▶ [SHORT EXERCISE] Write down each entry again, exactly as it reads.

Dataset records
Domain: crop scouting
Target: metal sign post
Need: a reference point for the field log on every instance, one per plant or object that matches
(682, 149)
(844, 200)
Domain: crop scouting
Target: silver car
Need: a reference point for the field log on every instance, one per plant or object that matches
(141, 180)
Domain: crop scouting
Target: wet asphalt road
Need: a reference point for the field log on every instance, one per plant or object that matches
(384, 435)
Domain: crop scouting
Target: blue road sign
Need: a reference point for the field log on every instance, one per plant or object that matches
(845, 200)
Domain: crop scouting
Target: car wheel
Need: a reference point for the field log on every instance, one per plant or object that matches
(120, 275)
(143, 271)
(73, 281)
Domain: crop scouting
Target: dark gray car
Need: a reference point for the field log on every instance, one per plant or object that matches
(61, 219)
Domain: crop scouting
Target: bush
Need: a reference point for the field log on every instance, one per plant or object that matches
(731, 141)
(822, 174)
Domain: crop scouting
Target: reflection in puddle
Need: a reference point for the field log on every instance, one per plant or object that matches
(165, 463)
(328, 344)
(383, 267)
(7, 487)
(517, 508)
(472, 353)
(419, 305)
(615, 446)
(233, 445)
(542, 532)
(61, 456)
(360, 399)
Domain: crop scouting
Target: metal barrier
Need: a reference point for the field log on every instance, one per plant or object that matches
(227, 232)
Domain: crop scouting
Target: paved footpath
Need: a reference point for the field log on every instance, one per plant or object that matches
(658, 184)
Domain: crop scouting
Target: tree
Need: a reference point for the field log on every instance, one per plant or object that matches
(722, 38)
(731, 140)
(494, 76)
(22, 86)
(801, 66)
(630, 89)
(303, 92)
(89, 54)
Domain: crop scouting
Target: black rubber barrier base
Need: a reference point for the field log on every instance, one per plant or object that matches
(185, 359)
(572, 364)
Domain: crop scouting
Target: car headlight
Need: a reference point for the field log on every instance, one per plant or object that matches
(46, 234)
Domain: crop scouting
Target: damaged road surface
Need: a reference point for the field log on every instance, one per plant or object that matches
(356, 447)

▶ [SOLUTION TO THIS PROBLEM]
Domain: crop scouting
Target: metal sign post
Need: a reference point for the field log on every instance, one per plant or object that matches
(682, 149)
(844, 200)
Domain: crop scouting
Target: silver car
Need: a reference point for the field log on every instance, one per plant or object that matches
(141, 180)
Domain: crop scouting
Target: wet asphalt road
Need: a reference point for the field log on every instance, one per plant or object that matches
(384, 435)
Domain: crop scouting
Target: blue road sign
Need: a reference point for the field log on every instance, one per plant or object that matches
(845, 200)
Domain: crop scouting
Target: car wheel
Need: a reference point for the field log on every instance, one per plant or object that matches
(120, 275)
(143, 271)
(73, 281)
Domain: crop scouting
Target: dark gray car
Need: a reference point for the field log on every instance, one per plant or object that matches
(61, 219)
Domain: crop scouting
Target: bush
Need: a reference point for the field log on every instance, one per plant or object that matches
(731, 141)
(822, 174)
Domain: crop scouting
Target: reflection in puddle
Need: a reference point for the field log on every instance, one per plant or object that matches
(165, 463)
(328, 344)
(383, 267)
(7, 487)
(517, 508)
(472, 353)
(419, 305)
(615, 446)
(233, 445)
(542, 532)
(61, 456)
(360, 399)
Domain: crop scouting
Target: metal barrier
Need: a reference point for the field log on every instance, one per plant or object that matches
(227, 232)
Domain: crop scouting
Target: paved footpath
Need: a reference point for the field log on every instance, one per plant or object that matches
(658, 184)
Domain: crop scouting
Target: tree
Need: a reference point for the field log on every instance, one per plant or object that matches
(722, 38)
(731, 140)
(494, 76)
(22, 86)
(801, 66)
(630, 89)
(303, 92)
(89, 54)
Domain: crop scouting
Target: black rubber barrier base
Need: a reference point for the field log on every instance, one per plant or object that matches
(185, 359)
(572, 364)
Domain: crop scouting
Target: car headlight
Need: a reference point for the field log on every instance, one per plant or object that matches
(46, 234)
Domain: crop scouting
Target: damaged road surface
Need: a reference point for the field log on every instance, one per plant or object that matches
(356, 447)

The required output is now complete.